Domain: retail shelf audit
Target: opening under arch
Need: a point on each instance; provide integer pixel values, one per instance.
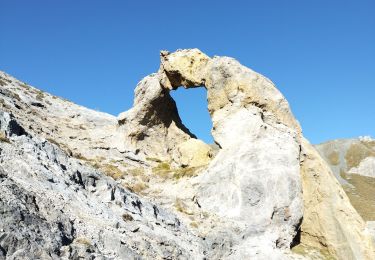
(192, 107)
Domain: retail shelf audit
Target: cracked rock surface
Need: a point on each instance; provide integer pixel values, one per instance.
(80, 183)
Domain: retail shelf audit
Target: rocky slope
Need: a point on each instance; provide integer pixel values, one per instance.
(353, 163)
(80, 183)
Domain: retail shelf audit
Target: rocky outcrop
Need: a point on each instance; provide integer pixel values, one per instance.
(259, 191)
(353, 163)
(54, 207)
(254, 182)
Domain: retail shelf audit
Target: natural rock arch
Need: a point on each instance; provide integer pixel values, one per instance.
(254, 184)
(153, 124)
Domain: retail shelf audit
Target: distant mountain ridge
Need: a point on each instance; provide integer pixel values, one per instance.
(77, 183)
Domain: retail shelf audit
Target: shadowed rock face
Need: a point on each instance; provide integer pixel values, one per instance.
(264, 190)
(254, 181)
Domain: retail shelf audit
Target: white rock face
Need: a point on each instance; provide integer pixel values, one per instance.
(365, 168)
(244, 200)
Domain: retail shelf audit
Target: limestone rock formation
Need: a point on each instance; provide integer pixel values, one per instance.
(261, 191)
(353, 163)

▸ What this task involves: Copy all of the items above word for word, leaving out the pictures.

▸ The reply:
Domain: retail shelf audit
Target: opening under arch
Need: a point on each instance; provide integer pixel values, one per instance.
(192, 107)
Domain: retail shelf audit
Target: cracked rock surface
Need: a point on each instance; provide integer pixel values, one per instance.
(80, 183)
Domain: retail shelf audit
Target: rocky slope
Need: a point on each instance; provide integer pixel values, one per instance.
(353, 163)
(80, 183)
Domain: retail shelf audit
Target: rocky outcrop
Need: a point on each instance; provide integer pixel values, one per instance.
(259, 191)
(353, 163)
(54, 207)
(254, 182)
Domain: retail shelf audit
Target: natural rock arch
Need: a point on each instance; provide integer pixel values, one per instance.
(254, 184)
(153, 124)
Domain: retail shelf audit
Target: distant mountain ridge
Need: a point on each instance; provide integer pixel values, one per instance.
(77, 183)
Domain: retail shelf audit
Target: shadowed rock face
Need: a point on each instance; provide integer pixel values, one per instance.
(264, 190)
(254, 181)
Domain: retail shelf audit
Target: white rock face
Need: a point on each instance; provide integer pixel values, one per instance.
(365, 168)
(244, 200)
Domain: retail shelf audit
Target: limestone rock formation
Need: a point on each instance; provide integer pixel values, one per instance.
(261, 191)
(353, 163)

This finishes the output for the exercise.